- **JOB**
Which lines in the rows below contain the word "dining"? Extract each one verbatim.

- **THE DATA**
----

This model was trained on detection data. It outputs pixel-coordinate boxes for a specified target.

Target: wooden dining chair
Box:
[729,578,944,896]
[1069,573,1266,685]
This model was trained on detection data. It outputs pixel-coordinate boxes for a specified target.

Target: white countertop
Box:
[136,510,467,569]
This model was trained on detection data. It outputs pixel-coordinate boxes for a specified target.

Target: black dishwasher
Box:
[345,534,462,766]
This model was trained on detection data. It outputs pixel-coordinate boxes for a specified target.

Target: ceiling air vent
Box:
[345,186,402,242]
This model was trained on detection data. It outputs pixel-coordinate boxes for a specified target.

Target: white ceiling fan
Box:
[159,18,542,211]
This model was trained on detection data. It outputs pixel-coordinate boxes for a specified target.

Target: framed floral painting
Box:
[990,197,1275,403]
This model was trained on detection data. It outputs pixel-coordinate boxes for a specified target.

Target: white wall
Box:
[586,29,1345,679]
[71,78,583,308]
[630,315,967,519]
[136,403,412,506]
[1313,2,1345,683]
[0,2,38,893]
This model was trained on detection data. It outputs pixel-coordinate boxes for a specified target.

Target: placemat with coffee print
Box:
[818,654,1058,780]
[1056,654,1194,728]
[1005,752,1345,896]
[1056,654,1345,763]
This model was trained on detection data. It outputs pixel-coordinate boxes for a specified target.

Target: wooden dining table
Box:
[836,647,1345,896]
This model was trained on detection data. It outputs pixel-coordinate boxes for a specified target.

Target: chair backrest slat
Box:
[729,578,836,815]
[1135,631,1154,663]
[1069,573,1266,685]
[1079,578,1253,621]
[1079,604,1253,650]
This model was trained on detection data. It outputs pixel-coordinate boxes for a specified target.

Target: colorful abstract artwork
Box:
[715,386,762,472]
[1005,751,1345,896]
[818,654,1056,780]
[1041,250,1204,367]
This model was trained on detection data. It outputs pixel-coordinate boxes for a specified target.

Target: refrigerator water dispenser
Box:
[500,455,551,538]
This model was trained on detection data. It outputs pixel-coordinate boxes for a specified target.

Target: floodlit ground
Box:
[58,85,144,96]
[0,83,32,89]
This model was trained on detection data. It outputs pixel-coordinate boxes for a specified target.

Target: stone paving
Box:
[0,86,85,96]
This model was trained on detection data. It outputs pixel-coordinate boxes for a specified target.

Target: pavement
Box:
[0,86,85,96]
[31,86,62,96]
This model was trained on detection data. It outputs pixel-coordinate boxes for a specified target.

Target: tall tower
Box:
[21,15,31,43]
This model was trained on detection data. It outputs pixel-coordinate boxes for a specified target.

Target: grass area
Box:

----

- **THE RESULT**
Target: wooden dining chair
Target: wooden dining table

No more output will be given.